STATED PROBLEM 1 >> How would you say "British pilots were pleased with the easy controls and maneuverability of the aircraft." from the DB-7 passage in Spanish?
STATED PROBLEM 2 >> Can you print everything in the DB-7 passage from "Project ‘DB-7 twin-engine" down to "Great War came."?

PASSAGE PROVIDED >>
——

Project ‘DB-7 twin-engine attacker’ by the Douglas Aircraft Company quickly finished the required tests, and acquired a contract for 100 units to be shipped to France on February 1939. French authorities then soon requested to increase the engine power, and placed an order for another 170 units. Disassembled in sections, the DB-7s had been shipped both to France and North Africa to assemble and serve French Air Forces; but the Great War came.

At the moment of German invasion into France, only 64 planes were combat ready, with the first sortie of 12 attackers being sent to bomb the German columns in May 1940. France was defeated in two months, and the surviving DB-7s passed to the Vichy government, which was now in collaboration with the Nazis. The Douglas Aircraft Company then revoked the contract with France, but the assembling of the DB-7 continued - the original contract with the French was then re-assigned to aid Great Britain. The first twin-engine heavies arrived to the British Isles in August 1940 under the designation of Boston. British pilots were pleased with the easy controls and maneuverability of the aircraft. The multi-purposed profile of the DB-7 allowed usage as a fast and agile medium or light bomber, as well as an effective night fighter (this version was nicknamed “Havoc”). When the original contract with the Douglas Aircraft Company was completed, units continued to arrive in Great Britain - this time under a Lend-Lease agreement. The aircraft were given the American designation A-20 but British nickname remained - now the aircraft was known as A-20 Havoc.

——

SUPPLIED DATA >>
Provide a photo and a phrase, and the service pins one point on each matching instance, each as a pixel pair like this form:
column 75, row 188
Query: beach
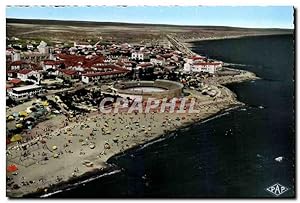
column 65, row 149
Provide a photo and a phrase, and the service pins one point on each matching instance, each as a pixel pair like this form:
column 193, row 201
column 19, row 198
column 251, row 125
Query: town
column 54, row 96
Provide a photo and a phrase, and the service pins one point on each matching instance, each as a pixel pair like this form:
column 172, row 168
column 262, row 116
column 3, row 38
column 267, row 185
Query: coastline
column 209, row 109
column 189, row 42
column 58, row 173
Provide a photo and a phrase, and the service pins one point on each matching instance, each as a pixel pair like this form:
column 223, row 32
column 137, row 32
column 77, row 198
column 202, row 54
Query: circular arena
column 149, row 89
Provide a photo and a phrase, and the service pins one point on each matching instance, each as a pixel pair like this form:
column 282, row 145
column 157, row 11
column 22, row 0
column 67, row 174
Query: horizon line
column 135, row 23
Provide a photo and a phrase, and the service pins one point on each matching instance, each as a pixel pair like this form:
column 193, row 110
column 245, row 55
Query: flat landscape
column 54, row 30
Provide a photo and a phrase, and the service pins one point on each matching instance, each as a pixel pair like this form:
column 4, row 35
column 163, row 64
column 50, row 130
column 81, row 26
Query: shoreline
column 189, row 42
column 101, row 166
column 112, row 168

——

FULL SOLUTION 1 >> Los pilotos británicos estaban satisfechos con la facilidad de control y la maniobrabilidad de la aeronave.

FULL SOLUTION 2 >>
Project ‘DB-7 twin-engine attacker’ by the Douglas Aircraft Company quickly finished the required tests, and acquired a contract for 100 units to be shipped to France on February 1939. French authorities then soon requested to increase the engine power, and placed an order for another 170 units. Disassembled in sections, the DB-7s had been shipped both to France and North Africa to assemble and serve French Air Forces; but the Great War came.